WHAT YOU WILL DO =>
Reproduce word for word the lines of the material below, starting at the line that contains "the white fence" and ending at the line that contains "column 374, row 98".

THE DATA =>
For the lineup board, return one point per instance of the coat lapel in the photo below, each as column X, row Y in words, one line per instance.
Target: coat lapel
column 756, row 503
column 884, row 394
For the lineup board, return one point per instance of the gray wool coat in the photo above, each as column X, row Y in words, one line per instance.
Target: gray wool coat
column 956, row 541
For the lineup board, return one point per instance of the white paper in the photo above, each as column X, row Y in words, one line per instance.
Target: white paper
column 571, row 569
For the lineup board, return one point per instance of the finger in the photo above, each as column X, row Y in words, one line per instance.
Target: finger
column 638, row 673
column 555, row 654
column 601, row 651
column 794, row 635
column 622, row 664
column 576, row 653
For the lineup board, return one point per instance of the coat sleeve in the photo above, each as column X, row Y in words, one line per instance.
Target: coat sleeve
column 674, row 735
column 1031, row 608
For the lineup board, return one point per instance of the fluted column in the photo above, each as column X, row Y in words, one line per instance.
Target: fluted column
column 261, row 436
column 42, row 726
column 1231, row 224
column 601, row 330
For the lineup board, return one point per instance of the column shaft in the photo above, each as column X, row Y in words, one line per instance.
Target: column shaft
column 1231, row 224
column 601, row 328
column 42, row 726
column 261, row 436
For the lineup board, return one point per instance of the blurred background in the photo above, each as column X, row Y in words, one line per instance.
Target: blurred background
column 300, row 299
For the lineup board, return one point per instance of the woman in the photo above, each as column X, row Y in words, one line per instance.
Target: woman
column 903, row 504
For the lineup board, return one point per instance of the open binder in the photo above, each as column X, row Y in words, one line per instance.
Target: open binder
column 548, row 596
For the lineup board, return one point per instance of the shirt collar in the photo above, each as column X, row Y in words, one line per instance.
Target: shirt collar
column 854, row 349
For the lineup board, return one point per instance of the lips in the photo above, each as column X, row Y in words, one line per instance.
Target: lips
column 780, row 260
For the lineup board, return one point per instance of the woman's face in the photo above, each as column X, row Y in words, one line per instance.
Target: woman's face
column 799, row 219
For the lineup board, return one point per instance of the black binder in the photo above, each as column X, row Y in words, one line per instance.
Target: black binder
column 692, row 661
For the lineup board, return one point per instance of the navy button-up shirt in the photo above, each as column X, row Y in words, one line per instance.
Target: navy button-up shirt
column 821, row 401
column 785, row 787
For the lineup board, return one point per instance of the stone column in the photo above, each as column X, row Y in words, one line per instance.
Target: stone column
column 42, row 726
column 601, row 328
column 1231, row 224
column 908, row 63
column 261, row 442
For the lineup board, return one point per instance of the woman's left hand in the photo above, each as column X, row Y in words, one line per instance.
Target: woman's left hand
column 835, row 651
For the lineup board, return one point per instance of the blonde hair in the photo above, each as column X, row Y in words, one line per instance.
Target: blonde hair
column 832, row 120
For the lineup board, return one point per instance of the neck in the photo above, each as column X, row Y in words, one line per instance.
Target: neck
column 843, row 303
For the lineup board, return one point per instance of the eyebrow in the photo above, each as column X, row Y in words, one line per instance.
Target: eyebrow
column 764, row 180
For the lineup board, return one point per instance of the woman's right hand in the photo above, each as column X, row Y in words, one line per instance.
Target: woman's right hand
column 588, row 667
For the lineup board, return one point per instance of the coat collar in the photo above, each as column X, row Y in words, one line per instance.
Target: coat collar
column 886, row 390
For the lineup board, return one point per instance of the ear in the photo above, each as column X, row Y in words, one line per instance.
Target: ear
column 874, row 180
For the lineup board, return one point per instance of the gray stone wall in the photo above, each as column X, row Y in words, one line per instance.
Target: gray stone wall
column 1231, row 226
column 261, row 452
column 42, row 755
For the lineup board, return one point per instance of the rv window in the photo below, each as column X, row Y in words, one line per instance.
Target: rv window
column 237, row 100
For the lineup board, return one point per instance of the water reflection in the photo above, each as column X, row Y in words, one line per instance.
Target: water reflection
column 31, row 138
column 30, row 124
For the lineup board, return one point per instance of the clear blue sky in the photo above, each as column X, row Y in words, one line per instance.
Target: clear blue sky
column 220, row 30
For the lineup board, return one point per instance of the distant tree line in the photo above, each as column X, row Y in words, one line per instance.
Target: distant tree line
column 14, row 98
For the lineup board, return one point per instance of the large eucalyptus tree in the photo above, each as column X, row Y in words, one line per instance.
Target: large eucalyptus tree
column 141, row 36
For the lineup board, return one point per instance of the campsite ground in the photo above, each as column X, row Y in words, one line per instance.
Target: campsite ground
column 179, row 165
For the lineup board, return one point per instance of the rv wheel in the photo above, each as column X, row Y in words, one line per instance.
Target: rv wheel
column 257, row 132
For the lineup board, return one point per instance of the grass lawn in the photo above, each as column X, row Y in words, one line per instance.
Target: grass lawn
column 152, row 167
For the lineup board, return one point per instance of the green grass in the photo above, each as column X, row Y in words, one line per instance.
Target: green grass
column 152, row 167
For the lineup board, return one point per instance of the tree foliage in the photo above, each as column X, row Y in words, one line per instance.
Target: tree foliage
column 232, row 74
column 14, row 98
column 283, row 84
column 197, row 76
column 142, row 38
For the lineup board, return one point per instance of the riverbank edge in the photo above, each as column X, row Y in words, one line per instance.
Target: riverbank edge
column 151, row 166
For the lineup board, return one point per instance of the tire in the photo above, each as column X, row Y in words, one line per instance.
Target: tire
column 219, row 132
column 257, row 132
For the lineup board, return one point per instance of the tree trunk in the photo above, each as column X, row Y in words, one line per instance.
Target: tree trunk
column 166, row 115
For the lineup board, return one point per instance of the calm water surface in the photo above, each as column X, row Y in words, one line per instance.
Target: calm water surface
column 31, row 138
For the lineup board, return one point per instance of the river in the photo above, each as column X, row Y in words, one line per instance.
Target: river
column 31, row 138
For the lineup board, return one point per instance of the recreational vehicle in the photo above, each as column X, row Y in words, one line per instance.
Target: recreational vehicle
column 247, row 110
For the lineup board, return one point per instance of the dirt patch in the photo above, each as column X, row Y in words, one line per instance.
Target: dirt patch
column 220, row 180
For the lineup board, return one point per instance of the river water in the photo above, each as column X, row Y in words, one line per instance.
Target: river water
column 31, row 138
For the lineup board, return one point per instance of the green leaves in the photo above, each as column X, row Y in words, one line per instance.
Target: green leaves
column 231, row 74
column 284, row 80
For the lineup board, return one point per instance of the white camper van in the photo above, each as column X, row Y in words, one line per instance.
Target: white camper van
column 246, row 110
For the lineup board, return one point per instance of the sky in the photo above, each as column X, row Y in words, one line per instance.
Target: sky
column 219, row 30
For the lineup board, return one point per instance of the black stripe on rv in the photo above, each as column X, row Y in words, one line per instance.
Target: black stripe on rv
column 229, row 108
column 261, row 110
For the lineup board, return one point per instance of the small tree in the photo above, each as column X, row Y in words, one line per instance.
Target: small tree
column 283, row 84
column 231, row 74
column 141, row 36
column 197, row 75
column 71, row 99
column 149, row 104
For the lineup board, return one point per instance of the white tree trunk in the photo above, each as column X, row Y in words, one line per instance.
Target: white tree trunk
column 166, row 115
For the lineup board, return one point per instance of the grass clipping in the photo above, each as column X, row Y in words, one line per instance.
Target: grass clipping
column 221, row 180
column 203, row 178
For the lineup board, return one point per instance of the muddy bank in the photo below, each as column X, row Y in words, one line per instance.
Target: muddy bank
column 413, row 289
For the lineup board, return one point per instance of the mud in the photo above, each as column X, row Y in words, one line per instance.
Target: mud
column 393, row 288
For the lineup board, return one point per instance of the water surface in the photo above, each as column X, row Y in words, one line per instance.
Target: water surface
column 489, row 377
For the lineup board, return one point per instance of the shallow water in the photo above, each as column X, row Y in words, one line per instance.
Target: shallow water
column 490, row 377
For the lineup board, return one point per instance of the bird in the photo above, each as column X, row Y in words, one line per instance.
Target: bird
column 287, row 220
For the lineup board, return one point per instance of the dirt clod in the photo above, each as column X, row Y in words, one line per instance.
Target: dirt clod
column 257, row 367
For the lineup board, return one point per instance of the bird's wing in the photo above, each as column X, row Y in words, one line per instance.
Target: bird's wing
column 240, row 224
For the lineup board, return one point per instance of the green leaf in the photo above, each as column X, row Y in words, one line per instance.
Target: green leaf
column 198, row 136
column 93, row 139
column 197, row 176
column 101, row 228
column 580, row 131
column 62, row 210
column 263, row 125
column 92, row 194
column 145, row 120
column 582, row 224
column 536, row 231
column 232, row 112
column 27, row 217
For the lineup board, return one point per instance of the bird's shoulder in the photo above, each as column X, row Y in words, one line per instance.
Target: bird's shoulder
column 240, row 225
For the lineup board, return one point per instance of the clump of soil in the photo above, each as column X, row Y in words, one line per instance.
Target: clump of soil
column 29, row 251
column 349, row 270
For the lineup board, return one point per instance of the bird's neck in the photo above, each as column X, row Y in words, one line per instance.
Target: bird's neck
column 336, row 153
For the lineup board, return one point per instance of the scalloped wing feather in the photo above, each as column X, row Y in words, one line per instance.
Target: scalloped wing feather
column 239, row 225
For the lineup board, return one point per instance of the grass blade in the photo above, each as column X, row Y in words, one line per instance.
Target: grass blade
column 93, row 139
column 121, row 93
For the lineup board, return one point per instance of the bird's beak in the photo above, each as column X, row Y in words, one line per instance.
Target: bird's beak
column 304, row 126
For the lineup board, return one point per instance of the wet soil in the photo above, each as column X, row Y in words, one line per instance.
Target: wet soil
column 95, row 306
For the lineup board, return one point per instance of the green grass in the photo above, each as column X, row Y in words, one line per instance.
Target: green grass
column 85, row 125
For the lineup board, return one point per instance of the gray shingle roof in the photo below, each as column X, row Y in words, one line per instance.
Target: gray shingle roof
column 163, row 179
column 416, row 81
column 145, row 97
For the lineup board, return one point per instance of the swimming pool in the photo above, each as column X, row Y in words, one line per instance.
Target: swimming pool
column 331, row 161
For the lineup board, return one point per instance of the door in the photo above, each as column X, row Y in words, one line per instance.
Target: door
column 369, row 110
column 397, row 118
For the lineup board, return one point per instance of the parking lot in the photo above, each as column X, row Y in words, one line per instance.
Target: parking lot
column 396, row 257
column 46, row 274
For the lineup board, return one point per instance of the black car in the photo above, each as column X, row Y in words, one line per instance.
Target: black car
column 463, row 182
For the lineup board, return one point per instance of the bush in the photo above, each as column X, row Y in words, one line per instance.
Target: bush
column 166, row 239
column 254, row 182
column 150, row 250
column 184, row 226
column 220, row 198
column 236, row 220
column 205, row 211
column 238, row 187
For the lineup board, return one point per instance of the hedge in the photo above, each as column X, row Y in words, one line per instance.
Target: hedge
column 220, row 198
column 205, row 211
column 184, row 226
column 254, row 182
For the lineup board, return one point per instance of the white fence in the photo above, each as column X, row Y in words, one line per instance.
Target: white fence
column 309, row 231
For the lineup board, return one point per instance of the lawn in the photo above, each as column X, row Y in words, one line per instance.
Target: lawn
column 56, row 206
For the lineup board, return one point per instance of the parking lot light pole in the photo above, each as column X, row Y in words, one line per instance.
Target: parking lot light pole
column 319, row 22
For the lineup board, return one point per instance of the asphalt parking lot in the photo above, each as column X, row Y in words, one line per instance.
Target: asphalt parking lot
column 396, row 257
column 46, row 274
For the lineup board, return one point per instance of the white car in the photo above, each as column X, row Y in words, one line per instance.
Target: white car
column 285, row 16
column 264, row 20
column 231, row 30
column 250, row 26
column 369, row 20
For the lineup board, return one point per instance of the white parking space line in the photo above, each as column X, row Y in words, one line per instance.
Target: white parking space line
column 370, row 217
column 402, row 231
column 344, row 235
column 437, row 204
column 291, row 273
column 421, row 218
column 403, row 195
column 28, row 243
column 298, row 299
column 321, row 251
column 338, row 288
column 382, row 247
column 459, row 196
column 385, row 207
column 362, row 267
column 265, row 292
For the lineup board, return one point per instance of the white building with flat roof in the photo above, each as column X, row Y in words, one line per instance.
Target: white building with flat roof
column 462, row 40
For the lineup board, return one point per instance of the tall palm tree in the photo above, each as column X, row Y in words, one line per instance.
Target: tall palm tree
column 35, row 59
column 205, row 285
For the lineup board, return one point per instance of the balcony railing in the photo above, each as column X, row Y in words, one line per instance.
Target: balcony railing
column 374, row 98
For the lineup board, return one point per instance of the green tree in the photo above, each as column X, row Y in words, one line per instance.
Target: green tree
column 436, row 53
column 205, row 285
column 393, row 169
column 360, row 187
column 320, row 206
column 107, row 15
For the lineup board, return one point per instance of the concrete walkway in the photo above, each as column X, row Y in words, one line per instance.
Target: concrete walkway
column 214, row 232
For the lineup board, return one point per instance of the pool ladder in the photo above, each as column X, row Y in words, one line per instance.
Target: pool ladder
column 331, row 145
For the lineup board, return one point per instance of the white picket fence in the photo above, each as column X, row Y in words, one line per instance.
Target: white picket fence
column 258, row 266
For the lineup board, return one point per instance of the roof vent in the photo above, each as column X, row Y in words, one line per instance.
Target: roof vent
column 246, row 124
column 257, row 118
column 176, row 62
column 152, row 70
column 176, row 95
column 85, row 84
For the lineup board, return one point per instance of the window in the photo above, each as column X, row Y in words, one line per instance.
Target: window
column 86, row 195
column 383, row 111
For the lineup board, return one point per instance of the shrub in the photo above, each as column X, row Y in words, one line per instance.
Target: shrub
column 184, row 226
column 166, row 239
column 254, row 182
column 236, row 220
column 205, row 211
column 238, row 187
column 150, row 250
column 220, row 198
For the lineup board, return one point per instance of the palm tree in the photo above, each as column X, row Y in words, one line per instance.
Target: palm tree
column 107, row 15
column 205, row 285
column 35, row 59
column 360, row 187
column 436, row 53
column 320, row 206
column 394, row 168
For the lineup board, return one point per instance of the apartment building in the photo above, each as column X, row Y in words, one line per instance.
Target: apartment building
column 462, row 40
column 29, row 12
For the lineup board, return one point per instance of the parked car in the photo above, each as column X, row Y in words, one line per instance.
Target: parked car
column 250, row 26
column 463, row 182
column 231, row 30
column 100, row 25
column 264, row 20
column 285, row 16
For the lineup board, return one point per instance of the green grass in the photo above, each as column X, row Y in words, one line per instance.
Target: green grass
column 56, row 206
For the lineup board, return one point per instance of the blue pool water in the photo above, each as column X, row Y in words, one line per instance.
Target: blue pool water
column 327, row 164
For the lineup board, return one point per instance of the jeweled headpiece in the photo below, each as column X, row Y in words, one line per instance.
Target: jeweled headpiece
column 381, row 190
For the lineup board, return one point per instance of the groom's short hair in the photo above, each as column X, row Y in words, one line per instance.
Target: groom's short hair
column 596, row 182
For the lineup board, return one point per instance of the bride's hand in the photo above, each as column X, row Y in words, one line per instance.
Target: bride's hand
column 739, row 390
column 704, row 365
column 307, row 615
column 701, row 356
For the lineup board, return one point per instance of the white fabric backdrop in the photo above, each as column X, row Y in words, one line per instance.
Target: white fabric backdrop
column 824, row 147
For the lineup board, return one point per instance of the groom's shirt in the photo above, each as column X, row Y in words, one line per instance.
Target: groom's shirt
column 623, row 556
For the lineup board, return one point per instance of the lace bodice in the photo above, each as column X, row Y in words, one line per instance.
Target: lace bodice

TASK ANSWER =>
For the lineup board, return one point per instance of the white fence in the photo above, each as column X, row Y in words, one line per instance.
Target: white fence
column 309, row 231
For the lineup board, return one point per instance of the lawn in the photo above, each as column X, row Y in words, one line per instance.
Target: lawn
column 56, row 206
For the lineup board, return one point per instance of the parking lot light pole in the photo above, each as column X, row Y in words, one line per instance.
Target: parking lot light pole
column 319, row 22
For the lineup board, return one point per instance of the asphalt parking lot in the photo above, each as column X, row Y in words, one line per instance.
Target: asphalt parking lot
column 396, row 257
column 46, row 274
For the lineup board, return one point per instance of the white car in the photo above, each as column X, row Y in words, one line per instance.
Target: white car
column 285, row 16
column 264, row 20
column 231, row 30
column 250, row 26
column 369, row 20
For the lineup board, return one point per instance of the white parking space line in the photo above, each as column X, row Y in words, one line per instance.
Target: white parking space line
column 370, row 217
column 402, row 231
column 344, row 235
column 437, row 204
column 291, row 273
column 421, row 218
column 403, row 195
column 28, row 243
column 298, row 299
column 321, row 251
column 338, row 288
column 382, row 247
column 459, row 196
column 385, row 207
column 362, row 267
column 265, row 292
For the lineup board, return one point per instance of the white building with flat roof in the photo above, each as column X, row Y in words, one line per instance.
Target: white building with flat roof
column 462, row 40
For the lineup board, return one point per instance of the tall palm tree in the photo above, each as column X, row Y in words, one line per instance.
Target: tall palm tree
column 35, row 59
column 205, row 285
For the lineup board, return one point per instance of the balcony railing in the photo above, each as column X, row Y in words, one line per instance.
Target: balcony railing
column 374, row 98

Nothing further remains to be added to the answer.